_WHAT IS REQUIRED_:
Only lines below containing the string "each" should be counted; please give that count by itself.

_RECORDS SUPPLIED_:
☆ ☆ ☆ ☆ ☆
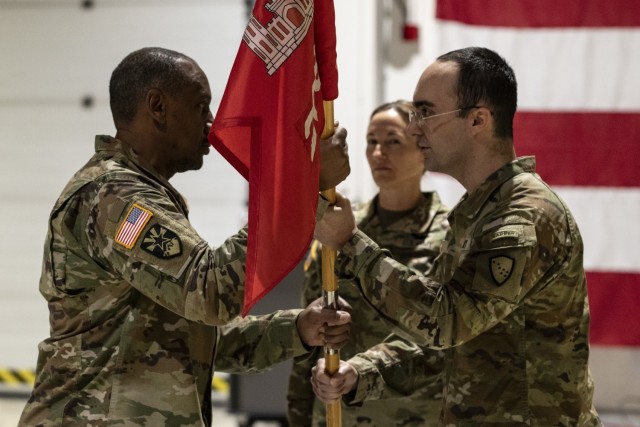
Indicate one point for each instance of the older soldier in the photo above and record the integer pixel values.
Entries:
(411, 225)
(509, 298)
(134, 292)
☆ ☆ ☆ ☆ ☆
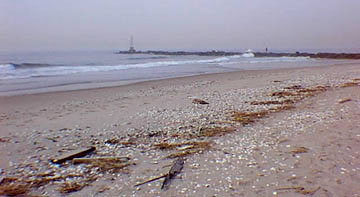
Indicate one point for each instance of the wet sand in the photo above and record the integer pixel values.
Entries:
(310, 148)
☆ ☆ ☆ ☆ ☆
_SOLUTION_:
2